>> Begin Data listing

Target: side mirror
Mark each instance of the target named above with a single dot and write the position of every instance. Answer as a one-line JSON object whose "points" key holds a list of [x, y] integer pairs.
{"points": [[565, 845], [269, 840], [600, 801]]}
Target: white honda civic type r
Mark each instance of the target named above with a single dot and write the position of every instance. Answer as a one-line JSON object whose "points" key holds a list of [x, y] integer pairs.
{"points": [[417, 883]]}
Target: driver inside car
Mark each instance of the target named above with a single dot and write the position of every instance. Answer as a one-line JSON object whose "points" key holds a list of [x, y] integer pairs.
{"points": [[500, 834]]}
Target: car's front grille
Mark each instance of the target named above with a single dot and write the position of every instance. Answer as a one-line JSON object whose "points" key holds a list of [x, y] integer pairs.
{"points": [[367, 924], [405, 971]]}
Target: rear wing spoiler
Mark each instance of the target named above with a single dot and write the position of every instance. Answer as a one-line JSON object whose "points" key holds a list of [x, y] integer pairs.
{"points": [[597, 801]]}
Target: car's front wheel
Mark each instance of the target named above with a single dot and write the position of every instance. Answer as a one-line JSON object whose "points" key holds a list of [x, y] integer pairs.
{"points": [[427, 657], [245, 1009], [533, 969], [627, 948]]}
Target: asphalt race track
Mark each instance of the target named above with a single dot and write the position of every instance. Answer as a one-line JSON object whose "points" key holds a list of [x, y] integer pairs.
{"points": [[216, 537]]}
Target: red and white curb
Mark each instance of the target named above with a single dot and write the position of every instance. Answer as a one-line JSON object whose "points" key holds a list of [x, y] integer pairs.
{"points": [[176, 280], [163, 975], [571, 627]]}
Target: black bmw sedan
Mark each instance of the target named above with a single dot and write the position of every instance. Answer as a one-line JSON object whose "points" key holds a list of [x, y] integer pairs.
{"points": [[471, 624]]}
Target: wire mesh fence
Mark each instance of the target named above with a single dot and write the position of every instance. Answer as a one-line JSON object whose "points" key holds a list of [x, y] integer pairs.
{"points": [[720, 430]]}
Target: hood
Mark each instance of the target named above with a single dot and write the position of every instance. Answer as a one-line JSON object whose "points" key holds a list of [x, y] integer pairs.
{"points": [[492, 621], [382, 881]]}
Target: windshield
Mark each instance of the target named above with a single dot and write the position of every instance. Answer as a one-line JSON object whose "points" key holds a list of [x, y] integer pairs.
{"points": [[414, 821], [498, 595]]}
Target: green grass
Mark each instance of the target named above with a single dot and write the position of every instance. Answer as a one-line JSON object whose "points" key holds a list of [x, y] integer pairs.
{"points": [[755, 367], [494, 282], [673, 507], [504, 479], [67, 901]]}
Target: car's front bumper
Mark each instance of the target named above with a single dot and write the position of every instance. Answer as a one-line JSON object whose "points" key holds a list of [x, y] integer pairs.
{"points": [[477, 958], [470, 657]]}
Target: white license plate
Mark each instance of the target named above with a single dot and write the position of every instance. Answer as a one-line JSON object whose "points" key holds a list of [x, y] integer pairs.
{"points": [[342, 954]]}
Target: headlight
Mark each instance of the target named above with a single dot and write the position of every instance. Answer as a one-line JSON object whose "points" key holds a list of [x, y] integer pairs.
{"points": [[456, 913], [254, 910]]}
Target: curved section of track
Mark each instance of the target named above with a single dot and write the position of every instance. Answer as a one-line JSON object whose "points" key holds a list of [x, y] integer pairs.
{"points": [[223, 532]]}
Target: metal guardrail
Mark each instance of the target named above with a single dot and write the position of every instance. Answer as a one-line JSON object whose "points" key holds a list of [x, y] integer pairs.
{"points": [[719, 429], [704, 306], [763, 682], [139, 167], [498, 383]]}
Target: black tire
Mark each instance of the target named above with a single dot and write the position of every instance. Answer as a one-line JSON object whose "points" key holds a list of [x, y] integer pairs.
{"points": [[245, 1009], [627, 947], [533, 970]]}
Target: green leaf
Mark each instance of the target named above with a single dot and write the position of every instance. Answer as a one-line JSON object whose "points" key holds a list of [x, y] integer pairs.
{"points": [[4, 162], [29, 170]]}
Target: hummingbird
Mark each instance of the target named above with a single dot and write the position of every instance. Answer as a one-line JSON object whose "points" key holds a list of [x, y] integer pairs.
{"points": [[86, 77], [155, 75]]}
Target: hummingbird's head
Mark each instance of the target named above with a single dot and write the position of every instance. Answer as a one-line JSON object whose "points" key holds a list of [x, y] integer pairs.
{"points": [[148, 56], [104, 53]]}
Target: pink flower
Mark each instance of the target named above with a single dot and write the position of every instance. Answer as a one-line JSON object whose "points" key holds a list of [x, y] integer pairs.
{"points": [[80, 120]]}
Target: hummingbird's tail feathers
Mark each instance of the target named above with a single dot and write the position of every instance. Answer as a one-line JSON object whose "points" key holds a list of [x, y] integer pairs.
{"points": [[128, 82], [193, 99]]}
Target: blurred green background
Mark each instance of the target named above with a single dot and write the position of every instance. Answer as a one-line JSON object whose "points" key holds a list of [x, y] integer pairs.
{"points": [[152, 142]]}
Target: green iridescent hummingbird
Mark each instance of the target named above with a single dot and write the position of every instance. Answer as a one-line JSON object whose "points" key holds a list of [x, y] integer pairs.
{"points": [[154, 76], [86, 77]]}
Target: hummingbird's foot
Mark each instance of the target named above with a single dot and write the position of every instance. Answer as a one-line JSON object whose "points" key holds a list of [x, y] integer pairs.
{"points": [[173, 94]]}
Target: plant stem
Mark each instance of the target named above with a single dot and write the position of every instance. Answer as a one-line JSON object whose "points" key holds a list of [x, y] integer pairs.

>> End Data listing

> _Exercise task_
Output every record above exactly as it appears.

> _Full output_
Target: side mirror
Mark each instance of the target named above with a single dot and write the position of every instance. Answer as a one-line JSON object whose "points" key holds a list of [x, y] integer pairs.
{"points": [[565, 845], [269, 840], [600, 801]]}
Target: white honda civic type r
Mark each instance of the target named above with a single dot and write the position of every instance. Answer as a one-line JSON object whose "points" key holds a list of [x, y] integer pairs.
{"points": [[417, 883]]}
Target: driver inside car
Mark each instance of the target named above with a single dot and write the position of every instance. Answer as a one-line JSON object whose "points" key holds a list of [x, y] integer pairs.
{"points": [[500, 834]]}
Target: car's front grille
Mark each instance of the target named above with a single dot and write the position of every instance. Answer as a one-line JSON object whose "points" key holds a list of [x, y] integer pairs.
{"points": [[367, 924], [405, 971]]}
Target: rear wing spoiler
Mark each instance of the target named above with a single dot and write the position of every instance. Answer as a one-line JSON object whose "points" key holds a list of [x, y] integer pairs.
{"points": [[597, 801]]}
Target: car's front wheel
Mark each instance of the target named above with a single dot and write the position of every instance. Answer as a one-line JSON object whose "points" key holds a list of [x, y] integer pairs.
{"points": [[427, 657], [245, 1009], [533, 969], [627, 948]]}
Target: asphalt race track
Mark each instance of the target named above with a single dot and write the position of every instance. Answer as a one-line JSON object whose "points" key holds a list of [x, y] integer pairs.
{"points": [[216, 537]]}
Target: red and white curb
Mark each instance of the target named above with a single dot and write the position of every instance. Answer as a one-line JSON object whose "points" key holds a list of [x, y] integer pairs.
{"points": [[176, 280], [163, 975], [571, 627]]}
Target: black bmw sedan
Mark each instance of the target named above with a single dot and write the position of every instance. Answer as a one-line JSON object whose "points" key holds a list of [x, y] integer pairs.
{"points": [[471, 624]]}
Target: wire mesh fence
Mark each instance of the target named above with a single dot and write the position of every instance. Answer as a one-line JSON object whose "points" key holds a list of [x, y] integer pairs.
{"points": [[720, 430]]}
Target: hood
Mark each instance of the target named above with a single dot and write the position of every instance. Answer as a one-line JSON object whose "points" key holds a list of [x, y] integer pairs.
{"points": [[492, 621], [382, 881]]}
Target: windshield
Mark each instance of the target named above with a single dot and write the position of every instance. Answer as a one-line JSON object whose "points" key holds a list of [x, y] integer pairs.
{"points": [[414, 821], [498, 595]]}
Target: green grass
Mark each instance of the target named above with a single dot and write the position of every instance. Answer as a one-line JSON object whose "points" key holds a list of [x, y] integer pairs.
{"points": [[755, 367], [494, 282], [673, 507], [504, 479], [67, 901]]}
Target: car's front bumper
Mark each instance of the target named above with a single dot and write the position of every instance. Answer as a one-line JSON object whose "points" key holds a list of [x, y] integer pairs.
{"points": [[477, 958], [470, 657]]}
Target: white license plate
Mark each instance of the target named above with a single dot and write the position of every instance. Answer as a one-line JSON object whose "points" key holds a list of [x, y] integer pairs.
{"points": [[342, 954]]}
Target: headlight
Mark each instance of the target named above with a single dot and write the position of every instance. Answer as a one-line JSON object whose "points" key holds a list of [x, y] integer pairs.
{"points": [[456, 913], [254, 910]]}
Target: curved section of track
Mark each instance of the target named above with a single dot and write the position of every instance. Answer as a one-line JSON object whose "points" key holds a list of [x, y] integer pairs.
{"points": [[223, 532]]}
Target: metal guardrail
Mark each instance of the target named above with a single dot and write the position of every instance. Answer as a one-line JSON object whose "points" key holds a list of [x, y] integer pairs.
{"points": [[719, 429], [704, 306], [763, 682], [139, 167], [498, 383]]}
Target: black tire
Mark each instance of the target named above with a single dot and write the position of every instance. Answer as a one-line JSON object whose "points" key holds a list of [x, y] integer pairs.
{"points": [[245, 1009], [627, 947], [533, 970]]}
Target: green leaf
Mark each instance of the target named above with a single dot and write the position of every instance. Answer as a one-line JSON object whose "points" key holds a list of [x, y] integer pairs.
{"points": [[4, 162], [29, 170]]}
Target: hummingbird
Mark each instance of the target named above with a single dot and write the position of every instance. Answer as a one-line JSON object whose "points" key holds a list of [x, y] integer pairs.
{"points": [[86, 77], [155, 75]]}
Target: hummingbird's head
Mark each instance of the target named above with a single dot and write the position of every instance. Answer as a one-line JSON object whose "points" key holds a list of [x, y] integer pairs.
{"points": [[148, 56], [104, 53]]}
Target: pink flower
Mark each instance of the target named above with a single dot and write the position of every instance. Answer as a one-line JSON object whose "points" key holds a list of [x, y] integer pairs.
{"points": [[80, 120]]}
Target: hummingbird's tail feathers
Mark each instance of the target named above with a single dot and write the position of every instance. Answer as a one-line JSON object whose "points" key holds a list of [x, y] integer pairs.
{"points": [[128, 82], [193, 99]]}
Target: blurred green background
Mark each instance of the target named above with a single dot and write the position of every instance. Answer as a one-line JSON object whose "points" key holds a list of [x, y] integer pairs.
{"points": [[152, 142]]}
Target: green iridescent hummingbird
Mark each instance of the target named above with a single dot and write the position of every instance. Answer as a one-line JSON object whose "points" key holds a list of [x, y] integer pairs.
{"points": [[154, 76], [86, 77]]}
Target: hummingbird's foot
Mark each instance of the target named above with a single dot and write the position of every instance. Answer as a one-line JSON object whose "points" key holds a list of [x, y] integer pairs.
{"points": [[173, 94]]}
Target: plant stem
Mark each instance of the target named above with a single dot and write the position of every instance. Answer as a one-line JSON object whose "points" key holds a list of [x, y] integer pairs.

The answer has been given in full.